- _Problem_:
Update the rows starting with the line with "Find the wooden cabinet" and going on through the end of the rows. Write those lines out again with "lawn" changed to "grassy yard" and nothing else altered.

— Begin Listed records —

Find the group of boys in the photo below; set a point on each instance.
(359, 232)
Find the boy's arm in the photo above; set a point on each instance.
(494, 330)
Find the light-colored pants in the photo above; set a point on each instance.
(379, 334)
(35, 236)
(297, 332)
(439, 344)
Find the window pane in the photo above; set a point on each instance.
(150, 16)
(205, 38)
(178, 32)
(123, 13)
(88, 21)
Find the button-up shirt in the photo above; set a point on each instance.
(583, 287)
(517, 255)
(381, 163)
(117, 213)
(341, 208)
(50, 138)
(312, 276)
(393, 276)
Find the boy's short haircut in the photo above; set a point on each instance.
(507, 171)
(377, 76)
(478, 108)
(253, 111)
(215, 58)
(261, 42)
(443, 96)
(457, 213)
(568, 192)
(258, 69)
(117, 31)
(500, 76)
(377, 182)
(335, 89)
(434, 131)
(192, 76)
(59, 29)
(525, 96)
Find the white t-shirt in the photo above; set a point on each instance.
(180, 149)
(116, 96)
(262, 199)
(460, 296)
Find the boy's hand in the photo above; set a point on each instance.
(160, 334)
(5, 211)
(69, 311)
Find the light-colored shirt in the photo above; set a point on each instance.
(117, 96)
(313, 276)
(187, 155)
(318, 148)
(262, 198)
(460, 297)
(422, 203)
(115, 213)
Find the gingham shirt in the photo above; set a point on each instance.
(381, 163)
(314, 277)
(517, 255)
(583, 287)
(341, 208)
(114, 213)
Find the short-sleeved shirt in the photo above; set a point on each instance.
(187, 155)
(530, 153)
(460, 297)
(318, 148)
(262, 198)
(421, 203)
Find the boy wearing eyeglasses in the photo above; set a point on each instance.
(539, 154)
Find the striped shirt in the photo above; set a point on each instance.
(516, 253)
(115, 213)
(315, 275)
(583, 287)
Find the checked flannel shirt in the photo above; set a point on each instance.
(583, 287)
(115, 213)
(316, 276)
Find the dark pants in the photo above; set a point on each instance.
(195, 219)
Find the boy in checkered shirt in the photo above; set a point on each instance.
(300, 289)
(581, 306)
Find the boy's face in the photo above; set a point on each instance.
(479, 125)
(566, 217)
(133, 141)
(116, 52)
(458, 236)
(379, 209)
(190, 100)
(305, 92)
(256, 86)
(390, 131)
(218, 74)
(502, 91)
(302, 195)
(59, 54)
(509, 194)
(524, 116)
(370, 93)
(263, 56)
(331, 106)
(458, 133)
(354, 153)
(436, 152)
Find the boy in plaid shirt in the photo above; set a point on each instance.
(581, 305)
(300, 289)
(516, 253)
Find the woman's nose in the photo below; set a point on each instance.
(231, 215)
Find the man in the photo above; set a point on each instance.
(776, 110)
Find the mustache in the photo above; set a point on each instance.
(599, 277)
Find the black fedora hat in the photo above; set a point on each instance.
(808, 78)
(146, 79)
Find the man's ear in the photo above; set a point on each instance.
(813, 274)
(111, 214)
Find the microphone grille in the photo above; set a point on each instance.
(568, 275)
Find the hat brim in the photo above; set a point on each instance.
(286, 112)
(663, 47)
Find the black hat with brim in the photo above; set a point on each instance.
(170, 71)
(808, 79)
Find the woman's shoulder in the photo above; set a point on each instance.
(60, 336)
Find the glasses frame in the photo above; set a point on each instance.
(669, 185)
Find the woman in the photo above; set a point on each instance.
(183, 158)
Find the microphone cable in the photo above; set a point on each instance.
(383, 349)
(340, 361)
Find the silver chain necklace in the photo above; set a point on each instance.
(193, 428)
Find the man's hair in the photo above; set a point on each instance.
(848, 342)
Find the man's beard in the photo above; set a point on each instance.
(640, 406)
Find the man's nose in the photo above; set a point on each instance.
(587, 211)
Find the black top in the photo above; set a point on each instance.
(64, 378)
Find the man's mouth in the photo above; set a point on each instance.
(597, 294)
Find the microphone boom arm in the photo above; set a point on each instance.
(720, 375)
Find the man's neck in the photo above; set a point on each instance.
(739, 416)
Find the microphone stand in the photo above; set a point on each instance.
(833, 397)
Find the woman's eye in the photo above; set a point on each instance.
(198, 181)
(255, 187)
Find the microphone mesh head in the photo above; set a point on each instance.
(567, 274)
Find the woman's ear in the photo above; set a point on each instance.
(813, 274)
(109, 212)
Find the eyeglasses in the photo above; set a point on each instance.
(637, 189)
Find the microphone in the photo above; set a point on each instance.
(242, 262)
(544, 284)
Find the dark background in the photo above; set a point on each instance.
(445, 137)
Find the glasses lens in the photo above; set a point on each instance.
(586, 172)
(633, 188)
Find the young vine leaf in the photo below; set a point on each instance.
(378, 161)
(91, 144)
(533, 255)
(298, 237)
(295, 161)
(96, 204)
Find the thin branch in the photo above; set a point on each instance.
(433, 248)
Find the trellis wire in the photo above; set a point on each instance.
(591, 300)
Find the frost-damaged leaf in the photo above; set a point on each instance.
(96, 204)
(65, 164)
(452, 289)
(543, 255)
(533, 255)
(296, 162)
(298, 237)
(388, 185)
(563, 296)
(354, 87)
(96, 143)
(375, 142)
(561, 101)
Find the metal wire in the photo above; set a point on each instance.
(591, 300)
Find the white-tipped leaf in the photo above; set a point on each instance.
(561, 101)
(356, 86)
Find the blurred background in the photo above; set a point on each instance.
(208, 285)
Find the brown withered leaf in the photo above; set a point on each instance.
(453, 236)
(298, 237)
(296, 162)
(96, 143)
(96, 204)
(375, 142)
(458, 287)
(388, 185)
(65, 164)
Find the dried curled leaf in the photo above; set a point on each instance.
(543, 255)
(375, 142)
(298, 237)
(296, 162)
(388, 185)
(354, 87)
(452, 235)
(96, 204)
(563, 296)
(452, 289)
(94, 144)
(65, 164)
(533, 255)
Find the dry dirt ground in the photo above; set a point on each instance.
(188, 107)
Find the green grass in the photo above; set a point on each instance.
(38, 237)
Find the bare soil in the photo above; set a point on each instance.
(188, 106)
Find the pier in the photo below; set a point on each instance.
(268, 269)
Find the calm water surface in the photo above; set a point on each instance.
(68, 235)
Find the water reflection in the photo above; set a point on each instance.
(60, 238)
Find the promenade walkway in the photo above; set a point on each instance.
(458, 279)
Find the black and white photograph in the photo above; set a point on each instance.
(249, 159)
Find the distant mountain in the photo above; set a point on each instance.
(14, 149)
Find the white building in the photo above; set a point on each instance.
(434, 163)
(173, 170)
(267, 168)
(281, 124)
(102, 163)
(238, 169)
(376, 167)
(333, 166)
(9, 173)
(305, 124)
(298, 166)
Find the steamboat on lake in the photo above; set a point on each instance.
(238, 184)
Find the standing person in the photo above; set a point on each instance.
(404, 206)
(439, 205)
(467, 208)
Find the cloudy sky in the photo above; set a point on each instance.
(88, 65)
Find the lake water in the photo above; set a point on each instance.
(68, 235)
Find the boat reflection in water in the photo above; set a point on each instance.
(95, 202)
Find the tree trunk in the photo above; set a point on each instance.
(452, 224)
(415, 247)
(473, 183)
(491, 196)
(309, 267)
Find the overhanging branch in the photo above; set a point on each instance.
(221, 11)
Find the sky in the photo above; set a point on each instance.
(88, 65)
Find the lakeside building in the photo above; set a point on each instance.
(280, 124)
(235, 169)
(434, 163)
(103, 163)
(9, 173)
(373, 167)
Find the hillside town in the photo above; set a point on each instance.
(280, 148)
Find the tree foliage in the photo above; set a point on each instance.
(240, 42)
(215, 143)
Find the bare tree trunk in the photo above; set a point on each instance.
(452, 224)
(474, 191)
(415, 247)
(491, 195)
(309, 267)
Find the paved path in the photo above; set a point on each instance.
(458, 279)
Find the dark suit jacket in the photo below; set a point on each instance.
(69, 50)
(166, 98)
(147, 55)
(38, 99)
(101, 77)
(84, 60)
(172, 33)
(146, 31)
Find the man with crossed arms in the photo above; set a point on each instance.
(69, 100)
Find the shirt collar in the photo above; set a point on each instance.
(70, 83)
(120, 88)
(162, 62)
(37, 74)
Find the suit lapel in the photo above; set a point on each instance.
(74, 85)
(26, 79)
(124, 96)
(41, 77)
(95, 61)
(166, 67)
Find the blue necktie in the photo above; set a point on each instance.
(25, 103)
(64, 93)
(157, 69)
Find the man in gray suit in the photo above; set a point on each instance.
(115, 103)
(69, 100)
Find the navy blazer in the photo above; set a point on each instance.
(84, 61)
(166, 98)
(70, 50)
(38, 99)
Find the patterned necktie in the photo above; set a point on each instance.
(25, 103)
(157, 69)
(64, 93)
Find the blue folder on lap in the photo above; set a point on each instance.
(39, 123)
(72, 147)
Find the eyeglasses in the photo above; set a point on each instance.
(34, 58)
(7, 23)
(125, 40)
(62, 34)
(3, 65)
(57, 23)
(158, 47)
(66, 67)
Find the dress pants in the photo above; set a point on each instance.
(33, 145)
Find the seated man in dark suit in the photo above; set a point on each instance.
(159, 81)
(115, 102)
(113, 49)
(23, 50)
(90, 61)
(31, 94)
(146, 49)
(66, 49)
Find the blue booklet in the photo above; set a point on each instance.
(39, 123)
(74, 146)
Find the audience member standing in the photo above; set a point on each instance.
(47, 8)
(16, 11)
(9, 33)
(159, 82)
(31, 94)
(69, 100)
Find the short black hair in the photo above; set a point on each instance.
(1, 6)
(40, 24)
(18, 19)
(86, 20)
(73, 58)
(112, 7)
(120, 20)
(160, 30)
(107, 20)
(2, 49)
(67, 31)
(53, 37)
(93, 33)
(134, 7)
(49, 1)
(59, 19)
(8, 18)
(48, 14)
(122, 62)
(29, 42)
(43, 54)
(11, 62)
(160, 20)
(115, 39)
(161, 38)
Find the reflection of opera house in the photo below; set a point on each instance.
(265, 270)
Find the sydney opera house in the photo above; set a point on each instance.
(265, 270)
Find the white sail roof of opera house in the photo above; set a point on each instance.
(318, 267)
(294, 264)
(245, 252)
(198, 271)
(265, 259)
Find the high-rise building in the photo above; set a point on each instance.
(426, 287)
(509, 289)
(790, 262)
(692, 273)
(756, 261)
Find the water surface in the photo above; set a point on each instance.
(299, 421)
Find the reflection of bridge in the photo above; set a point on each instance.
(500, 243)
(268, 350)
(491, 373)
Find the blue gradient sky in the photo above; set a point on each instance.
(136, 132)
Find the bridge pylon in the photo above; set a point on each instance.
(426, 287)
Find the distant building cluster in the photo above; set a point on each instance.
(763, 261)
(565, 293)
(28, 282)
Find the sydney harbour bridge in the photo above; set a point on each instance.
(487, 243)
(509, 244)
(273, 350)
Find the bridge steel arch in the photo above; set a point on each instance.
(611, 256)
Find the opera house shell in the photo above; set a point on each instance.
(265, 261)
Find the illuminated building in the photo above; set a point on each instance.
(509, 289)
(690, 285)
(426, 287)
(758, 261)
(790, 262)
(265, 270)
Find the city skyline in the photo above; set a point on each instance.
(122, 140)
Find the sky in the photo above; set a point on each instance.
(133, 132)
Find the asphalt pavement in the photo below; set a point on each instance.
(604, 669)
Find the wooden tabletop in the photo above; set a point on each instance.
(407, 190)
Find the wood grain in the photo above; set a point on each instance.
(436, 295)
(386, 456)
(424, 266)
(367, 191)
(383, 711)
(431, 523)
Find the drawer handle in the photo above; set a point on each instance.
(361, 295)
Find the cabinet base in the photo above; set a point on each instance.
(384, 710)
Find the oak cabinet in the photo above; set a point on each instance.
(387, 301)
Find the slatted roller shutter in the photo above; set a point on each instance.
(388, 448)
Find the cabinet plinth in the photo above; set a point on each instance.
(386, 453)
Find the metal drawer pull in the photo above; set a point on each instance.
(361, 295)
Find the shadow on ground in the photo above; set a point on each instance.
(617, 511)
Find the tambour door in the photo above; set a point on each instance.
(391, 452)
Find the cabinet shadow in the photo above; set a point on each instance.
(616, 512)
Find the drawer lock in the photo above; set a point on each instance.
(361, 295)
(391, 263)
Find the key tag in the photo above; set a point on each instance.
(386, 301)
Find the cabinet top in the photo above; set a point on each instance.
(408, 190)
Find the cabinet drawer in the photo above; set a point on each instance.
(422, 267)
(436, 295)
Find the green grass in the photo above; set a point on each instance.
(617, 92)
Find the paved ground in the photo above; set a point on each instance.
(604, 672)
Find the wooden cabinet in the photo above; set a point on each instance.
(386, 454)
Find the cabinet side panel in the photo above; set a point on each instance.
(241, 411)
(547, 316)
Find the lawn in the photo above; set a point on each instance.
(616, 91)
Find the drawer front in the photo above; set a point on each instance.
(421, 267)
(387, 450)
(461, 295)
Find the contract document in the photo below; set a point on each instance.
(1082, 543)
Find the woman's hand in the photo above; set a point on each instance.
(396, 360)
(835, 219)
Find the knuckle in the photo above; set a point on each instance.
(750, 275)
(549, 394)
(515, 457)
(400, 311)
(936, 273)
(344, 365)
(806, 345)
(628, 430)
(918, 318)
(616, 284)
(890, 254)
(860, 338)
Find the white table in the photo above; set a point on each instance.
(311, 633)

— End Listed records —

- _The answer_:
Find the wooden cabinet in the photo above; set a point on each instance.
(386, 454)
Find the cabinet side panel in the photo above; set a point on each instance.
(241, 411)
(547, 316)
Find the grassy yard in the photo above; set a point on each instance.
(616, 91)
Find the drawer front in the photo above; set a point on each instance.
(421, 267)
(387, 450)
(461, 295)
Find the contract document in the photo below; set a point on each instance.
(1082, 543)
Find the woman's hand in the photo above; set a point on each instance.
(396, 360)
(835, 219)
Find the knuckle in the photo above; set a point on each instance.
(750, 275)
(549, 394)
(515, 457)
(400, 311)
(936, 273)
(344, 365)
(806, 345)
(628, 430)
(918, 318)
(616, 284)
(890, 254)
(860, 338)
Find the white table in the photo above; set a point on each instance.
(311, 633)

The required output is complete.